→ **What to do**
Lay out every line of the records below as a Markdown table with two columns, No. and Line. Number the rows in order and skip any blank lines.

→ **Working data**
=======
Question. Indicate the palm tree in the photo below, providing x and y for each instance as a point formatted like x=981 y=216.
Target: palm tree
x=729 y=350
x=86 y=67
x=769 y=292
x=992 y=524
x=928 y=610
=======
→ **The answer**
| No. | Line |
|---|---|
| 1 | Question. Indicate the palm tree in the photo below, providing x and y for each instance as a point formatted like x=981 y=216. |
| 2 | Target: palm tree |
| 3 | x=729 y=350 |
| 4 | x=86 y=67 |
| 5 | x=769 y=292 |
| 6 | x=992 y=524 |
| 7 | x=928 y=610 |